▶ **Testo di partenza**:
• • • • •
Parte delle reliquie di quel Miracolo sono custodite nella cattedrale orvietana dove furono traslate perché là risiedeva appunto il pontefice e Bolsena era già parte della diocesi orvietana.
Tuttavia, come ricorderà Giovanni Paolo II celebrando l’anniversario della fondazione del Duomo di Orvieto: «… Anche se la sua costruzione non è collegata direttamente alla solennità del “Corpus Domini”, istituita dal Papa Urbano IV con la bolla Transiturus, nel 1264, né al miracolo avvenuto a Bolsena l’anno precedente, è però indubbio che il mistero eucaristico è qui potentemente evocato dal corporale di Bolsena, per il quale venne appositamente fabbricata la cappella, che ora lo custodisce gelosamente.»
• • • • •
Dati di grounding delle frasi
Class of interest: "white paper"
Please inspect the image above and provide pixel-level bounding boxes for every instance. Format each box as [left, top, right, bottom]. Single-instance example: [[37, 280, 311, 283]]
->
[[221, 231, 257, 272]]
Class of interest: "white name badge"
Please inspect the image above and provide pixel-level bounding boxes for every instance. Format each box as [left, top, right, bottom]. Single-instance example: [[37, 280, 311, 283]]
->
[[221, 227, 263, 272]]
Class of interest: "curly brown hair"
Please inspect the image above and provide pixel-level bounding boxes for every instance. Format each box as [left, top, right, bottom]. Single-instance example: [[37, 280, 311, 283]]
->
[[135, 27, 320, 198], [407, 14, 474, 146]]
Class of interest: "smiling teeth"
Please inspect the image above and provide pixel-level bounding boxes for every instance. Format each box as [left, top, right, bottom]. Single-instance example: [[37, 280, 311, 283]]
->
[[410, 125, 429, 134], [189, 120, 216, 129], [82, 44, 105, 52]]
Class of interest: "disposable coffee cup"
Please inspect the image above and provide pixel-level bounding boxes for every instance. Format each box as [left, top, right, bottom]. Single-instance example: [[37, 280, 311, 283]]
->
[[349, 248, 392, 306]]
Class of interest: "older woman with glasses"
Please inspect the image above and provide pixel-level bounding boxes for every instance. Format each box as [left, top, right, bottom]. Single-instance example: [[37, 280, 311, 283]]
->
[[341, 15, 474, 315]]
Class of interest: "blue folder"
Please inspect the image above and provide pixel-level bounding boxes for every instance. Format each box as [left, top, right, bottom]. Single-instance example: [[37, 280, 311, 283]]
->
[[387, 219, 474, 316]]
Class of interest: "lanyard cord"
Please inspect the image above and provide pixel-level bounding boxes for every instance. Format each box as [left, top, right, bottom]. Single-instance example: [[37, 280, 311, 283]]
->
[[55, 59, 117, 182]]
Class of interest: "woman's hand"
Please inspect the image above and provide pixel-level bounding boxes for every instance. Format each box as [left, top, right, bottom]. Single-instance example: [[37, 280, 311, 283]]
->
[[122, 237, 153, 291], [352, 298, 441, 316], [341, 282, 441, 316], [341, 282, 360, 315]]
• • • • •
▶ **Verifica la comprensione**:
A – Quali persone e quali luoghi sono nominati esplicitamente nel testo sul Duomo di Orvieto?
B – Secondo il testo sul Duomo di Orvieto, con quale bolla e in quale anno Urbano IV istituì la solennità del "Corpus Domini"?
C – Come prosegue il testo sul Duomo di Orvieto dopo la citazione finale? Scrivi il seguito.
Le voci sono materiale a sé, indipendente dal testo.

▶ **Soluzioni**:
A – Persone: Giovanni Paolo II e Urbano IV. Luoghi: Orvieto e Bolsena.

B – Con la bolla Transiturus, nel 1264.

C –
Non tragga dunque in inganno l’attuale condizione di Orvieto, ai margini della regione umbra (dove un secolo e mezzo fa confluì con Perugia fa, determinandone la costituzione ex novo) e della provincia ternana (in cui fu annessa solo dopo l’istituzione di quest’ultima nel Ventennio).
Orvieto è naturale ponte geostorico tra Umbria e Tuscia. Eletta a dignità di Provincia dello Stato Pontificio, come Viterbo, solo dopo il 1830 dovette cedere quei territori che furono parte secolare del proprio contado prima e della delegazione successivamente, oggi nell’Alto Viterbese. La frantumazione dei territori geostorici orvietani era già cominciata con Napoleone, per ricomporsi nella Restaurazione.
Bisogna leggere bene la storia e la geografia storica dei territori e delle culture: sono la ricchezza e la dimensione, il valore, l’identità di una comunità. Non se ne può prescindere, né ignorarle o disconfermarle.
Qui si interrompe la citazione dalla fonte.